● PROMPT
Read the data and repeat it in full, exactly.

● DATA ENTRIES

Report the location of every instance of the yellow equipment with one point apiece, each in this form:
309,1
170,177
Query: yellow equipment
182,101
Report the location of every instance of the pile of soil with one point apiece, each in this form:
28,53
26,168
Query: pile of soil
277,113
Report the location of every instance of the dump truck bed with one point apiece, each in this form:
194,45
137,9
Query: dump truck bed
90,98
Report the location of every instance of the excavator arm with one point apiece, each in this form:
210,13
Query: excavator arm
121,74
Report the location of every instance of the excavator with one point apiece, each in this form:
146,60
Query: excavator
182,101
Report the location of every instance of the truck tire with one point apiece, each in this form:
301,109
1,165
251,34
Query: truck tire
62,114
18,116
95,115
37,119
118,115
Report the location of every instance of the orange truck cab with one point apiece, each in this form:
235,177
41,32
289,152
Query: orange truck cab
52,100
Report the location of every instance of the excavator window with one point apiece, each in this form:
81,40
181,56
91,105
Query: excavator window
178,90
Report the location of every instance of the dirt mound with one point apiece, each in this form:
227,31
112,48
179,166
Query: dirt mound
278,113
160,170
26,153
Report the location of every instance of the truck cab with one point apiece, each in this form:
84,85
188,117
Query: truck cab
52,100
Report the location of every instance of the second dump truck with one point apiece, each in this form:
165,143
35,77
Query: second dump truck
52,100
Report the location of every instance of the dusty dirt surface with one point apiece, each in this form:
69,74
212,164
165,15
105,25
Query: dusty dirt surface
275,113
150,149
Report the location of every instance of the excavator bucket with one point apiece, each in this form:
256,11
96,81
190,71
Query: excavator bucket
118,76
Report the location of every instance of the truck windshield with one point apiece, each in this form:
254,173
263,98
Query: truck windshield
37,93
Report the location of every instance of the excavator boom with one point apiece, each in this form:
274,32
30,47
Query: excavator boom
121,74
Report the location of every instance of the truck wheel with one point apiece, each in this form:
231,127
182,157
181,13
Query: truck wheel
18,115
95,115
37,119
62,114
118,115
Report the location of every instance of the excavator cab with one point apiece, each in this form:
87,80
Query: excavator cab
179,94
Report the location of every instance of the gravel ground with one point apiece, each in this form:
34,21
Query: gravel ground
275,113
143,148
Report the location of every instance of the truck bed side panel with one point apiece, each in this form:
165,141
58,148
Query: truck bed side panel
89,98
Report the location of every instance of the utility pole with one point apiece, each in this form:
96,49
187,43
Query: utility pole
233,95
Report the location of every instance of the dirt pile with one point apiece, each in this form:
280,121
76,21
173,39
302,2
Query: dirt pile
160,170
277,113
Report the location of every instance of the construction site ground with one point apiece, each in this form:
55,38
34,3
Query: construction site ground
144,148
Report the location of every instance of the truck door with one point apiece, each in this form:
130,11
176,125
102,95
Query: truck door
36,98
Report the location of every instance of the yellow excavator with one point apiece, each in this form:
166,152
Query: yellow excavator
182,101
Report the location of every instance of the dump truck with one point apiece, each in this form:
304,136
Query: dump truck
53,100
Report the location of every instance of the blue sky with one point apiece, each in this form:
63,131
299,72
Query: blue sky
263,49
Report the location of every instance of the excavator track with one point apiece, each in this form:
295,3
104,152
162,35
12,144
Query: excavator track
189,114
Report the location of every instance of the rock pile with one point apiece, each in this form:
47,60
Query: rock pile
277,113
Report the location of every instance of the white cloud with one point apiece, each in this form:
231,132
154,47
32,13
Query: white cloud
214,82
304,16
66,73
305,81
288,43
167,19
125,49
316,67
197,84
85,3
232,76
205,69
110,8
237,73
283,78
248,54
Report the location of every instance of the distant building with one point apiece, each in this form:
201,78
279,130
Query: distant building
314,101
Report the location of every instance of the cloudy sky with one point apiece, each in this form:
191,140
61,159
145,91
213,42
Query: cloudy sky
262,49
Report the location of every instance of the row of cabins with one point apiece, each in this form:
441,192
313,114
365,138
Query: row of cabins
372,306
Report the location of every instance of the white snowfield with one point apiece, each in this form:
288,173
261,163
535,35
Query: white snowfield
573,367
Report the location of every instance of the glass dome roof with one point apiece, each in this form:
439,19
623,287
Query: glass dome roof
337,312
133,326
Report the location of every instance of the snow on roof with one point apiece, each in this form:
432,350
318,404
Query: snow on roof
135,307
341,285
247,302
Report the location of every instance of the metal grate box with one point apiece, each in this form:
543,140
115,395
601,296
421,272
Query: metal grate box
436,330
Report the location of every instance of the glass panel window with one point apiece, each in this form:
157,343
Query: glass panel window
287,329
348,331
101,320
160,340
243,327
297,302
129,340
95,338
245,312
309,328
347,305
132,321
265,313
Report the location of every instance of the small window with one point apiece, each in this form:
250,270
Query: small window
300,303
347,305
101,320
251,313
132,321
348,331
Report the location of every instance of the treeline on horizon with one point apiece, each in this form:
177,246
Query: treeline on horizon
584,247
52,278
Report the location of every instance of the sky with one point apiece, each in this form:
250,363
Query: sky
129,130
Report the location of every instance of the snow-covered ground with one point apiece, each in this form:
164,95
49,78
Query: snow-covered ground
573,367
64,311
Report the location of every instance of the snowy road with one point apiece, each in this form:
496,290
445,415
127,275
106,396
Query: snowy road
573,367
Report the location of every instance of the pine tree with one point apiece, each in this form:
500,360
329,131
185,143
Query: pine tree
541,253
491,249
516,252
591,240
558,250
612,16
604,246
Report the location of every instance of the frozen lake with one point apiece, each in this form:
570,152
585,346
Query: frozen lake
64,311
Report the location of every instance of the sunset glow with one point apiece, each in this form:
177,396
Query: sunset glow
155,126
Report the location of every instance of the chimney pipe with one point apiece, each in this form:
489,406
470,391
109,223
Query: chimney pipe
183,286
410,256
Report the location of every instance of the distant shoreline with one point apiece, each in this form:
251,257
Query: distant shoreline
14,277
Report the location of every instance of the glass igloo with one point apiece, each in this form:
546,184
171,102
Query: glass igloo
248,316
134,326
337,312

● ANSWER FOR THE TASK
Report the location of every instance of the yellow equipment with one point apiece, each in this form:
309,1
170,177
Query: yellow equipment
182,101
Report the location of every instance of the pile of soil with one point apiece, each in this form:
28,53
26,168
Query: pile of soil
277,113
Report the location of every instance of the dump truck bed with one point apiece, each in this form:
194,45
137,9
Query: dump truck bed
90,98
Report the location of every instance of the excavator arm with one point apiece, each in this form:
210,13
Query: excavator arm
121,74
Report the location of every instance of the excavator with one point apiece, each in this form:
146,60
Query: excavator
182,101
Report the location of every instance of the truck tire with one point apiece, each in this form:
301,109
1,165
251,34
Query: truck tire
62,114
18,116
95,115
37,119
118,115
Report the location of every instance of the orange truck cab with one point apiece, each in this form:
235,177
41,32
289,152
Query: orange truck cab
52,100
Report the location of every instance of the excavator window with one point apiece, each in this form:
81,40
181,56
91,105
Query: excavator window
178,90
Report the location of every instance of the dirt mound with one point apiece, each in this form:
227,31
112,48
179,166
Query: dirt mound
278,113
160,170
26,153
Report the location of every instance of the truck cab with one point apiece, each in this form:
84,85
188,117
Query: truck cab
52,100
Report the location of every instance of the second dump truck with one point apiece, each in this form:
165,143
35,77
Query: second dump truck
52,100
Report the location of every instance of the dusty dirt surface with one point apiece, each in this form:
69,74
212,164
165,15
105,25
Query: dusty dirt surface
275,113
150,149
Report the location of every instance of the excavator bucket with one point apiece, each in this form:
256,11
96,81
190,71
Query: excavator bucket
118,76
Report the location of every instance of the truck windshield with one point apiece, each in this form:
254,173
263,98
Query: truck windshield
37,93
Report the location of every instance of the excavator boom with one point apiece, each in this form:
274,32
30,47
Query: excavator boom
121,74
Report the location of every instance of the truck wheel with one point apiece, each in this form:
231,127
182,157
181,13
Query: truck wheel
18,115
95,115
37,119
62,114
118,115
Report the location of every instance of the excavator cab with one point apiece, each in this form:
87,80
Query: excavator cab
179,94
Report the location of every instance of the gravel ground with one point apiece, each in this form:
34,21
Query: gravel ground
275,113
143,148
Report the location of every instance of the truck bed side panel with one point apiece, each in this form:
165,141
58,148
Query: truck bed side panel
89,98
Report the location of every instance of the utility pole with one point apiece, each in this form:
96,49
187,43
Query: utility pole
233,95
Report the location of every instance of the dirt pile with one point apiece, each in this form:
280,121
76,21
173,39
302,2
Query: dirt pile
160,170
277,113
Report the location of every instance of the construction site ground with one point apiece, each in this form:
55,38
34,3
Query: construction site ground
144,148
Report the location of every instance of the truck door with one point apiece, each in this form:
130,11
176,125
102,95
Query: truck door
36,98
Report the location of every instance of the yellow excavator with one point apiece, each in this form:
166,152
Query: yellow excavator
182,101
Report the location of every instance of the dump truck with one point apiece, each in this form:
304,136
Query: dump truck
53,100
Report the location of every instance of the blue sky with one point apiece, each in this form:
63,131
299,72
Query: blue sky
263,49
Report the location of every instance of the excavator track with one point apiece, each in this form:
295,3
104,152
162,35
12,144
Query: excavator track
189,114
Report the location of every instance of the rock pile with one point apiece, each in this form:
47,60
Query: rock pile
277,113
Report the location of every instance of the white cloud with one point apiece, each in this form:
231,132
154,47
32,13
Query: white cloud
214,82
304,16
66,73
305,81
288,43
167,19
125,49
316,67
197,84
85,3
232,76
205,69
110,8
237,73
283,78
248,54
Report the location of every instance of the distant building with one point apiece, each in this form:
201,78
279,130
Query: distant building
314,101
Report the location of every instance of the cloudy sky with one point apiece, each in this form:
191,140
61,159
145,91
213,42
Query: cloudy sky
262,49
Report the location of every instance of the row of cabins with one point apiece, each in this form:
441,192
313,114
365,138
Query: row of cabins
372,306
Report the location of every instance of the white snowfield with one point apiece, each in this form:
288,173
261,163
535,35
Query: white snowfield
573,367
Report the location of every instance of the glass dome roof with one point apiece, each in this form:
439,19
623,287
Query: glass dome roof
337,312
133,326
Report the location of every instance of the snow on roof with one point apiece, each in this form:
432,350
318,404
Query: snow on roof
135,307
341,285
247,302
Report the location of every instance of the metal grate box with one point apiece, each in this form:
543,140
115,395
601,296
421,272
Query: metal grate box
436,330
Report the location of every instance of the glass panel window with one point apiece, each in this form:
157,343
Query: glass panel window
287,329
348,331
101,320
160,340
243,327
297,302
129,340
95,338
245,312
309,328
347,305
132,321
265,313
Report the location of every instance of the small window with one point apiece, each in this form:
250,270
Query: small window
300,303
347,305
101,320
251,313
132,321
348,331
Report the location of every instance of the treeline on horizon with one point apiece, each in this form:
177,246
Query: treeline on horizon
584,247
52,278
Report the location of every instance of the sky with one point apiece, each in this form:
250,363
Query: sky
129,130
Report the location of every instance of the snow-covered ground with one point apiece, each in this form:
164,95
49,78
Query: snow-covered ground
573,367
64,311
Report the location of every instance of the snowy road with one point apiece, each in this form:
496,290
445,415
127,275
106,396
Query: snowy road
573,367
Report the location of every instance of the pine tree with one point apiece, each in this form:
500,360
329,131
185,143
Query: pine tree
541,253
491,249
516,252
591,240
558,250
612,16
604,246
Report the location of every instance of the frozen lake with one point apiece, each in this form:
570,152
585,346
Query: frozen lake
64,311
Report the location of every instance of the sunset glow with one point apiece, each in this form:
177,396
Query: sunset glow
155,126
Report the location of every instance of the chimney pipe with one point apiece, each in this form:
489,406
470,391
109,223
Query: chimney pipe
183,286
410,256
Report the location of every instance of the distant shoreline with one point apiece, each in this form:
251,257
Query: distant shoreline
14,277
Report the location of every instance of the glass igloo with one point apiece, each in this form:
546,184
171,102
Query: glass igloo
248,316
134,326
337,312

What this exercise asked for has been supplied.